### RECORD SET
===

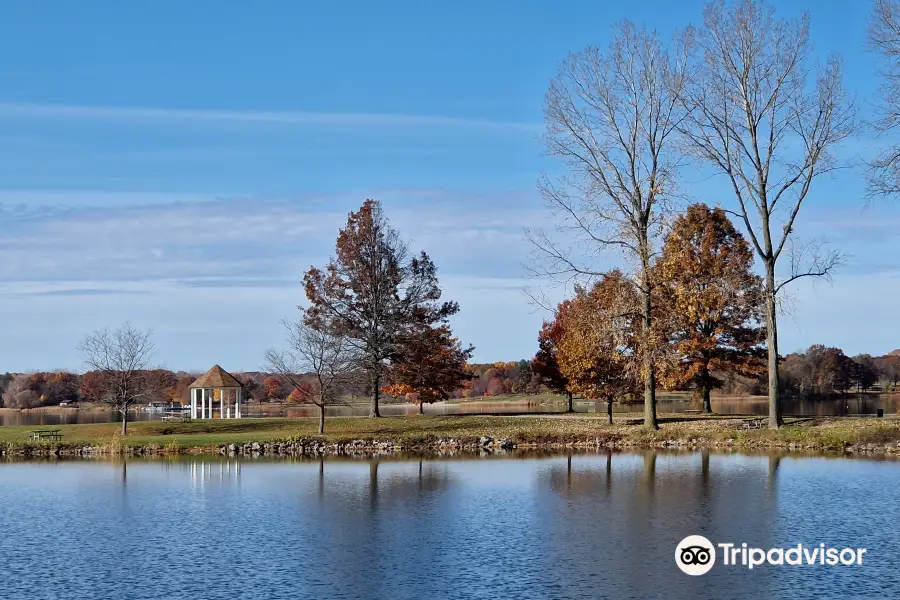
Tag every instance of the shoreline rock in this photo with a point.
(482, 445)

===

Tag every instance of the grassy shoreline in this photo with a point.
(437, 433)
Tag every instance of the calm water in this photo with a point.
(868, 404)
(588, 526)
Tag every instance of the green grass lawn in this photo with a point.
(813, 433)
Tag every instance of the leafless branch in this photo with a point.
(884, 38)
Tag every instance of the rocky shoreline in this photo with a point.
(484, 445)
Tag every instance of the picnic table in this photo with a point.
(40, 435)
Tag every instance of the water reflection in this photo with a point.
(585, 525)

===

### PROBLEM TO WORK ON
How many lines of the records contain the word "water"? Treat case as significant, and reply with the number only.

### CORRECT OUTPUT
2